AIM —
Copy all of the material word for word, except for the pictures.

(Saved data entries)
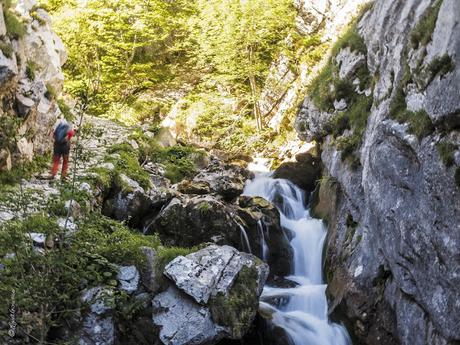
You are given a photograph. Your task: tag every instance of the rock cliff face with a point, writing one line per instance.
(31, 56)
(388, 119)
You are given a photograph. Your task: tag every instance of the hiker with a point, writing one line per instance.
(61, 135)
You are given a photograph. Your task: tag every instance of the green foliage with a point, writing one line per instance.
(350, 39)
(31, 68)
(24, 170)
(50, 92)
(441, 65)
(6, 49)
(457, 177)
(33, 13)
(125, 49)
(421, 35)
(320, 88)
(178, 161)
(446, 151)
(65, 110)
(15, 28)
(47, 286)
(113, 241)
(128, 164)
(237, 310)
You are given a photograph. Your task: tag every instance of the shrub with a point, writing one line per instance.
(24, 170)
(113, 241)
(320, 88)
(65, 110)
(50, 92)
(47, 286)
(178, 161)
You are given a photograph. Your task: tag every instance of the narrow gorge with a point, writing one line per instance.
(253, 172)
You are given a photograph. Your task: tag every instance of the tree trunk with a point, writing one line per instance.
(252, 82)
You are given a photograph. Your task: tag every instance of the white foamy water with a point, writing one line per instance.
(304, 316)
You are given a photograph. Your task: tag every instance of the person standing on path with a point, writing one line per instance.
(62, 135)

COMPLETE RESPONSE —
You are given a photograph. Your task: tag every instance of the rock cliff face with a point, writing one line per instance.
(31, 56)
(388, 119)
You are given a photograph. Your task: tag every instance of the hiker with a point, writing one line per instance.
(61, 135)
You are given a photograph. Your task: tag every instance of the green foliage with a point, writing one line per instance.
(350, 39)
(31, 68)
(24, 170)
(50, 92)
(441, 65)
(6, 49)
(457, 177)
(33, 13)
(125, 49)
(421, 35)
(320, 88)
(178, 161)
(446, 151)
(65, 110)
(15, 28)
(47, 286)
(113, 241)
(128, 164)
(237, 310)
You are given a photograph. Your task: tag every instance of the shrub with a point, writing one line per instance.
(24, 170)
(113, 241)
(320, 88)
(65, 110)
(50, 92)
(47, 286)
(178, 161)
You are given a photograph. Your task: tag every instance of the narrow gorge with a point, writing one line per instance.
(253, 172)
You are given a photograph. Your task: tag every instance of the tree trunk with a point, writing one line per instance.
(252, 82)
You are given a photograph. Your task: tag every instance of the white foamy water with a point, writing one line per instance.
(304, 316)
You are given a photograph. Your task: tag every instance of the person standing on path with a point, writing one line per instance.
(62, 135)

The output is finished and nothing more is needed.